▶ CHALLENGE
Please print every record below exactly as it appears.

▶ LISTING
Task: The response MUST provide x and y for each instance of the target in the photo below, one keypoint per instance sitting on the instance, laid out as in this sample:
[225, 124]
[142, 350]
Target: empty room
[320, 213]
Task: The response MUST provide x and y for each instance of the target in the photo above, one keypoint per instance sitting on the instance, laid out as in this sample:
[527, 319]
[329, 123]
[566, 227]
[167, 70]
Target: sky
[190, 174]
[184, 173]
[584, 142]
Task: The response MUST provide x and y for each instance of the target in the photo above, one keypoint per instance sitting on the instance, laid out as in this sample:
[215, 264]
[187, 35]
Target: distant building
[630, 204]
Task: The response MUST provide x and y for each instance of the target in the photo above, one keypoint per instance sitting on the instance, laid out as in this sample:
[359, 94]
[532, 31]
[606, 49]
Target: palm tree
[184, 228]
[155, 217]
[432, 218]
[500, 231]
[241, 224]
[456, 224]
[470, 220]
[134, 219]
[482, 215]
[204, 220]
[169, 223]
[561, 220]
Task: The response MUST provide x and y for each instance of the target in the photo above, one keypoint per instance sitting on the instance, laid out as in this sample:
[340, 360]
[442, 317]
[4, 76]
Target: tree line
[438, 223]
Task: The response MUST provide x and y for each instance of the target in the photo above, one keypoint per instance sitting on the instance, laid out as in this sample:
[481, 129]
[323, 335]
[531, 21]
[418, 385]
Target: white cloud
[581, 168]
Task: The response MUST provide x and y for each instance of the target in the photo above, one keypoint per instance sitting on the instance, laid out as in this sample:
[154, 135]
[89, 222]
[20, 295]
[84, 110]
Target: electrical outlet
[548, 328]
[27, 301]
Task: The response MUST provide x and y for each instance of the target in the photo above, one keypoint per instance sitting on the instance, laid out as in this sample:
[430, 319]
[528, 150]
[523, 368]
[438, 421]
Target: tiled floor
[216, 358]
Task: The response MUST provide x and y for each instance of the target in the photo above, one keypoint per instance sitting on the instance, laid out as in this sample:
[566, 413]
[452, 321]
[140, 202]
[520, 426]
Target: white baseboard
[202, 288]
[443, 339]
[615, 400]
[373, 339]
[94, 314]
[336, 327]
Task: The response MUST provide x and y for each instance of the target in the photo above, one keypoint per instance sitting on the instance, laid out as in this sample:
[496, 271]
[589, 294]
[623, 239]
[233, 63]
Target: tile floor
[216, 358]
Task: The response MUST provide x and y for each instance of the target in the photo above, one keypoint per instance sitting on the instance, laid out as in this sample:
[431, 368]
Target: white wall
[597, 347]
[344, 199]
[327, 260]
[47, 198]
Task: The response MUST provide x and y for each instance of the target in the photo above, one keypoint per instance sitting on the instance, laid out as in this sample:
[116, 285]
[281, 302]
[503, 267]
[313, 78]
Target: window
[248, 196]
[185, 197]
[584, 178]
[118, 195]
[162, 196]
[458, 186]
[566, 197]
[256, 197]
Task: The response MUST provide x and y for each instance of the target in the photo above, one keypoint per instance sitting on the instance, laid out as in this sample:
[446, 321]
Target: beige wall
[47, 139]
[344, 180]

▶ TASK RESULT
Task: The response MUST provide x and y for each instance of the target in the photo below, one keypoint per instance sitting on the instance, laid out as in this sample:
[225, 124]
[142, 350]
Target: empty room
[320, 213]
Task: The response MUST provide x and y for each instance of the target in the photo above, one keypoint per instance sitting on the instance, laid out as in this sample:
[527, 319]
[329, 123]
[566, 227]
[167, 70]
Target: sky
[190, 174]
[184, 173]
[584, 142]
Task: The response MUST provide x and y for each instance of the target in the photo above, one keypoint per instance sitting on the instance, laid out as in this sample:
[215, 264]
[187, 35]
Target: distant building
[630, 204]
Task: The response MUST provide x and y for each instance of the target in the photo above, one keypoint per instance sitting on the instance, laid out as in this sample:
[359, 94]
[532, 31]
[606, 49]
Target: palm tree
[184, 228]
[155, 217]
[432, 218]
[500, 231]
[241, 224]
[456, 224]
[470, 220]
[134, 219]
[482, 215]
[204, 220]
[169, 223]
[561, 220]
Task: The response MUST provide x and y for each instance of the target in the photo above, one keypoint per instance sitting on the instance, laid out as in this sample:
[340, 360]
[442, 317]
[4, 76]
Target: tree line
[438, 223]
Task: The response MUST provide x and y for each instance of the target in the photo above, one keypoint per instance sitting on the instance, laid out as in this sample:
[481, 129]
[323, 335]
[531, 21]
[418, 385]
Target: white cloud
[581, 168]
Task: The response MUST provide x and y for each instance of the target in the photo above, one keypoint per instance sitting on the instance, laid out as in this sample:
[154, 135]
[89, 222]
[20, 295]
[84, 110]
Target: electrical outlet
[548, 328]
[27, 301]
Task: The response MUST provide x and y for each instance of the target in the photo above, one keypoint per instance sitting on the instance, laid out as in this sample:
[430, 319]
[528, 150]
[523, 368]
[438, 421]
Target: tiled floor
[216, 358]
Task: The response MUST provide x and y for each instance of the target in the photo above, one keypoint per instance sitting on the instance, laid out as in this sample:
[566, 413]
[452, 321]
[140, 202]
[520, 426]
Target: white baseboard
[202, 288]
[443, 339]
[615, 400]
[373, 339]
[94, 314]
[336, 327]
Task: The response MUST provide x and y for each instance of the target in the photo above, one keypoint per instance sitting on the instance, laid out as in this sample:
[496, 271]
[589, 294]
[623, 239]
[233, 63]
Target: tile floor
[216, 358]
Task: The response MUST provide x and y for each instance of the target in the photo above, one keypoint per instance sitting on the instance, laid out as in this sample:
[431, 368]
Target: white wall
[597, 347]
[344, 199]
[327, 260]
[47, 198]
Task: The response MUST provide x and y for each instance of the target in the photo above, one keypoint per instance sitting on the instance, laid out as in this sample:
[116, 285]
[281, 302]
[503, 267]
[313, 78]
Target: window
[248, 196]
[185, 197]
[584, 178]
[118, 195]
[162, 196]
[458, 186]
[566, 197]
[256, 197]
Task: The response MUST provide x and y for each instance of the target in the photo above, one keypoint per instance sitting on the instance, laid out as in this sample:
[446, 321]
Target: beige wall
[47, 139]
[344, 180]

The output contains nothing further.